• The task
Take the entries below and print all of them exactly, please.

[Begin Material to process]

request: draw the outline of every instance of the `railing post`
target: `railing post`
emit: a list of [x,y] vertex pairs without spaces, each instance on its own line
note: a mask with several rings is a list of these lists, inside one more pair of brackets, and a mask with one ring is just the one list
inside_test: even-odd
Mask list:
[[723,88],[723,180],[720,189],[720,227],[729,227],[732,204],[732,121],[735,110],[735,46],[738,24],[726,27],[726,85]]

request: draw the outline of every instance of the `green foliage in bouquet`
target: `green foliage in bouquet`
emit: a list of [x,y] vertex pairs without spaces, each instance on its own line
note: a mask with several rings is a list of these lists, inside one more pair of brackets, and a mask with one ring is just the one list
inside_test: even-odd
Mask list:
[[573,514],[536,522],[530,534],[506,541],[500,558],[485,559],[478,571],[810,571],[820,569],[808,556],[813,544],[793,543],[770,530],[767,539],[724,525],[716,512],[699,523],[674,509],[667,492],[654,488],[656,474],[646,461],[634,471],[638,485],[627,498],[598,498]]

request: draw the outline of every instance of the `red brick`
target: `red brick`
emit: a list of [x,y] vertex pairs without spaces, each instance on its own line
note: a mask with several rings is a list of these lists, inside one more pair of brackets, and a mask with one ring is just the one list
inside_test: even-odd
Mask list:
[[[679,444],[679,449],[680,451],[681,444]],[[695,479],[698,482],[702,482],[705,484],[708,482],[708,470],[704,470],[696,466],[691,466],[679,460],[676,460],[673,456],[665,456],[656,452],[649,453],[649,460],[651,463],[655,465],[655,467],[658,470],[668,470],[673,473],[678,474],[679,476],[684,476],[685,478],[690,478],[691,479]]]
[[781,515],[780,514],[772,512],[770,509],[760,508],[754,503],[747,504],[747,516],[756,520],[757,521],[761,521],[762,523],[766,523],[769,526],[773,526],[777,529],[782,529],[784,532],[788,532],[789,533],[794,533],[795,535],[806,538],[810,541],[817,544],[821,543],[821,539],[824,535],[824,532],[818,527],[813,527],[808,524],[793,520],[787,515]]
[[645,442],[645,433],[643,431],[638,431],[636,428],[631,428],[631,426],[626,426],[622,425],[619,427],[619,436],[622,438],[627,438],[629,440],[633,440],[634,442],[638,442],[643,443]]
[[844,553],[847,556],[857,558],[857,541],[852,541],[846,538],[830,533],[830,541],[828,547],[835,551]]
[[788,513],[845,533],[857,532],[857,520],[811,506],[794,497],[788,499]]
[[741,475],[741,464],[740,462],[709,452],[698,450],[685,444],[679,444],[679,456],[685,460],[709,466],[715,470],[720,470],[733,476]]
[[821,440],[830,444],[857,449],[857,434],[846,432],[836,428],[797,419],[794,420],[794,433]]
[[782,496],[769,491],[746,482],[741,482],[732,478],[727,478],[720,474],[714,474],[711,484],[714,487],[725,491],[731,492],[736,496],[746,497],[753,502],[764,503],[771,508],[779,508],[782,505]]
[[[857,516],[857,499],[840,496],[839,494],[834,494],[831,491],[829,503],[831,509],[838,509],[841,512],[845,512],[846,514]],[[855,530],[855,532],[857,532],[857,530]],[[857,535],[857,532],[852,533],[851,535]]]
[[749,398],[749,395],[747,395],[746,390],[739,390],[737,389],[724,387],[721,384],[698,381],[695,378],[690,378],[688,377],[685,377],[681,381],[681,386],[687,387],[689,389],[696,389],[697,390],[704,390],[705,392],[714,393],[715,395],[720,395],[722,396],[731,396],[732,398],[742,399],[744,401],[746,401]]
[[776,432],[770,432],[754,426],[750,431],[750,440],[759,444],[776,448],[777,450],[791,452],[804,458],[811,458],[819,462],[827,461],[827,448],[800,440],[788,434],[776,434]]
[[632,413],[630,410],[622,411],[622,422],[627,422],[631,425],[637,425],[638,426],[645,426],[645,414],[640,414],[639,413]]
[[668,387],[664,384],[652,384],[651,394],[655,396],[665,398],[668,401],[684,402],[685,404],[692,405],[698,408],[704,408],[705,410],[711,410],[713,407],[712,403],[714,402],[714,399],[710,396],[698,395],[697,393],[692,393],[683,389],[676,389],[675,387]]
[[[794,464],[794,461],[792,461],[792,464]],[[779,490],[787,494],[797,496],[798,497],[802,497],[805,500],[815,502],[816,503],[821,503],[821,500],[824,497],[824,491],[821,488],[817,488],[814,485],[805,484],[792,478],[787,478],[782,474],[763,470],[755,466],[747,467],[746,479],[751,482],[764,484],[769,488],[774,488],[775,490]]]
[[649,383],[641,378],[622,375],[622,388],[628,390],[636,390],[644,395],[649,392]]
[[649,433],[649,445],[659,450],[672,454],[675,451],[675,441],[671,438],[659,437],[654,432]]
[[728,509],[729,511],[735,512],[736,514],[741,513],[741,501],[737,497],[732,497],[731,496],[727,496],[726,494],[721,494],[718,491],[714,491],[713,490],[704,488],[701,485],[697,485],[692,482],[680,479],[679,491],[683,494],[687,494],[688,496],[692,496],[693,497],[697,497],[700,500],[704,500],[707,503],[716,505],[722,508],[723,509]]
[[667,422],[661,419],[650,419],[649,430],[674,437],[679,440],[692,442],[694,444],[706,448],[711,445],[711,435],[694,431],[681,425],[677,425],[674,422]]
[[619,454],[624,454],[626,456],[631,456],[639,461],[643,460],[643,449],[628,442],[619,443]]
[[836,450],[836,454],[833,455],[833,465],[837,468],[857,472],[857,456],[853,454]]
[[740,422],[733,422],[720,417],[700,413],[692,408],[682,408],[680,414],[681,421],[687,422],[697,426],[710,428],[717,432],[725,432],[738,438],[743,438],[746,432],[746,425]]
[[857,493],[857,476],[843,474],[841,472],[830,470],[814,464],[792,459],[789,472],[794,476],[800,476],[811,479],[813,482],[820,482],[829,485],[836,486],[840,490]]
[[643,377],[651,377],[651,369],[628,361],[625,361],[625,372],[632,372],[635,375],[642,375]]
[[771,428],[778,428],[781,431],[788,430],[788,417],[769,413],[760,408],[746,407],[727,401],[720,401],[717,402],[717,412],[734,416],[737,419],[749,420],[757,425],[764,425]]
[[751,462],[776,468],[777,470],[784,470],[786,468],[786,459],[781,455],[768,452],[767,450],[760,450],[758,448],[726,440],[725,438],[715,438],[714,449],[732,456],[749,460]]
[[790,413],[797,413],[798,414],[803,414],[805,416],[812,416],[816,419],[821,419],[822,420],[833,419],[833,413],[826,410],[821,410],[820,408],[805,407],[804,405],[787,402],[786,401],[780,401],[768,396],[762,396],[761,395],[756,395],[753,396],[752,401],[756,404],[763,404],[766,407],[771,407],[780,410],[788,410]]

[End Material to process]

• Task solution
request: draw the outline of every instance of the `railing post`
target: `railing post`
emit: a list of [x,y] vertex pairs without spaces, each instance on its own line
note: a mask with several rings is a list of these lists, inside one more pair of brackets, and a mask with one ring is just the one list
inside_test: even-odd
Mask list:
[[723,88],[723,180],[720,189],[720,227],[729,227],[732,204],[732,121],[735,110],[735,46],[738,24],[726,27],[726,85]]

request: draw the outline of every instance of the `green foliage in bouquet`
target: `green foliage in bouquet`
emit: a list of [x,y] vertex pairs without spaces, each instance on its own line
note: a mask with several rings is a list of these lists, inside one more pair of brackets, and a mask with one ring is just the one list
inside_test: even-odd
Mask list:
[[573,514],[536,522],[530,534],[506,541],[500,558],[485,559],[478,571],[810,571],[820,569],[808,556],[813,544],[793,543],[770,530],[767,539],[724,525],[716,512],[699,523],[674,509],[667,492],[654,488],[656,474],[646,461],[634,471],[638,485],[627,498],[598,498]]

request: draw the outline of every instance of the `red brick`
target: `red brick`
emit: a list of [x,y] vertex pairs without spaces, each instance on its own line
note: a mask with several rings is a list of these lists, inside one more pair of brackets, and a mask with one ring is just the one list
inside_test: even-odd
Mask list:
[[[679,444],[679,449],[680,451],[681,444]],[[695,479],[698,482],[702,482],[705,484],[708,482],[708,470],[704,470],[696,466],[691,466],[679,460],[676,460],[673,456],[665,456],[656,452],[649,453],[649,460],[651,463],[655,465],[655,467],[658,470],[668,470],[673,473],[678,474],[679,476],[684,476],[685,478],[690,478],[691,479]]]
[[781,515],[780,514],[772,512],[770,509],[760,508],[754,503],[747,504],[747,516],[756,520],[757,521],[761,521],[762,523],[766,523],[769,526],[773,526],[777,529],[782,529],[784,532],[788,532],[789,533],[794,533],[795,535],[806,538],[810,541],[817,544],[821,543],[821,539],[824,535],[824,532],[818,527],[813,527],[808,524],[793,520],[787,515]]
[[645,442],[645,433],[643,431],[638,431],[636,428],[631,428],[631,426],[626,426],[622,425],[619,427],[619,436],[622,438],[627,438],[629,440],[633,440],[634,442],[638,442],[643,443]]
[[844,553],[847,556],[857,558],[857,541],[852,541],[846,538],[830,533],[830,541],[828,547],[835,551]]
[[788,513],[845,533],[857,532],[857,520],[811,506],[794,497],[788,499]]
[[741,475],[741,464],[740,462],[709,452],[698,450],[685,444],[679,444],[679,456],[685,460],[709,466],[715,470],[720,470],[733,476]]
[[821,440],[830,444],[857,449],[857,434],[846,432],[836,428],[797,419],[794,420],[794,433]]
[[782,496],[769,491],[746,482],[741,482],[732,478],[727,478],[720,474],[714,474],[711,484],[714,487],[725,491],[731,492],[736,496],[746,497],[753,502],[764,503],[771,508],[779,508],[782,505]]
[[[857,516],[857,499],[840,496],[839,494],[834,494],[831,491],[829,503],[831,509],[838,509],[841,512],[845,512],[846,514]],[[855,530],[855,532],[857,532],[857,530]],[[857,535],[857,532],[852,533],[851,535]]]
[[749,398],[749,395],[747,395],[746,390],[739,390],[737,389],[724,387],[721,384],[698,381],[695,378],[690,378],[688,377],[685,377],[681,381],[681,386],[687,387],[689,389],[696,389],[697,390],[704,390],[705,392],[714,393],[715,395],[720,395],[722,396],[731,396],[732,398],[742,399],[744,401],[746,401]]
[[776,432],[770,432],[754,426],[750,431],[750,440],[759,444],[776,448],[777,450],[791,452],[804,458],[811,458],[819,462],[827,461],[827,448],[800,440],[788,434],[776,434]]
[[632,413],[630,410],[622,411],[622,422],[627,422],[631,425],[637,425],[638,426],[645,426],[645,414],[640,414],[639,413]]
[[668,387],[664,384],[652,384],[651,394],[655,396],[665,398],[668,401],[684,402],[685,404],[692,405],[698,408],[704,408],[705,410],[711,410],[713,407],[712,403],[714,402],[714,399],[710,396],[698,395],[697,393],[692,393],[683,389],[676,389],[675,387]]
[[[794,464],[794,461],[792,461],[792,464]],[[779,490],[787,494],[797,496],[798,497],[802,497],[805,500],[815,502],[816,503],[821,503],[821,500],[824,497],[824,491],[821,488],[817,488],[814,485],[805,484],[792,478],[787,478],[782,474],[763,470],[755,466],[747,467],[746,479],[751,482],[764,484],[769,488],[774,488],[775,490]]]
[[649,383],[641,378],[622,375],[622,388],[628,390],[636,390],[644,395],[649,392]]
[[649,433],[649,445],[659,450],[672,454],[675,451],[675,441],[671,438],[659,437],[654,432]]
[[728,509],[729,511],[735,512],[736,514],[741,513],[741,501],[737,497],[732,497],[731,496],[727,496],[726,494],[721,494],[718,491],[714,491],[713,490],[704,488],[701,485],[697,485],[692,482],[680,479],[679,491],[683,494],[687,494],[688,496],[692,496],[693,497],[697,497],[700,500],[704,500],[707,503],[716,505],[722,508],[723,509]]
[[667,422],[661,419],[650,419],[649,430],[674,437],[679,440],[692,442],[694,444],[706,448],[711,445],[711,435],[694,431],[681,425],[677,425],[674,422]]
[[619,454],[624,454],[626,456],[631,456],[639,461],[643,460],[643,449],[628,442],[619,443]]
[[836,450],[836,454],[833,455],[833,465],[837,468],[857,472],[857,456],[853,454]]
[[740,422],[733,422],[720,417],[700,413],[692,408],[682,408],[680,414],[681,421],[687,422],[697,426],[710,428],[717,432],[725,432],[738,438],[743,438],[746,432],[746,425]]
[[857,493],[857,476],[843,474],[841,472],[830,470],[814,464],[792,459],[789,472],[794,476],[800,476],[811,479],[813,482],[820,482],[829,485],[836,486],[840,490]]
[[643,377],[651,377],[651,369],[628,361],[625,361],[625,372],[632,372],[635,375],[642,375]]
[[771,428],[778,428],[781,431],[788,430],[788,417],[769,413],[760,408],[746,407],[727,401],[720,401],[717,402],[717,412],[734,416],[737,419],[749,420],[757,425],[764,425]]
[[751,462],[776,468],[777,470],[784,470],[786,468],[786,459],[781,455],[768,452],[767,450],[760,450],[758,448],[726,440],[725,438],[715,438],[714,449],[732,456],[749,460]]
[[790,413],[797,413],[798,414],[803,414],[805,416],[812,416],[816,419],[821,419],[822,420],[833,419],[833,413],[826,410],[821,410],[820,408],[805,407],[804,405],[787,402],[786,401],[780,401],[768,396],[762,396],[761,395],[756,395],[753,396],[752,401],[756,404],[763,404],[766,407],[771,407],[780,410],[788,410]]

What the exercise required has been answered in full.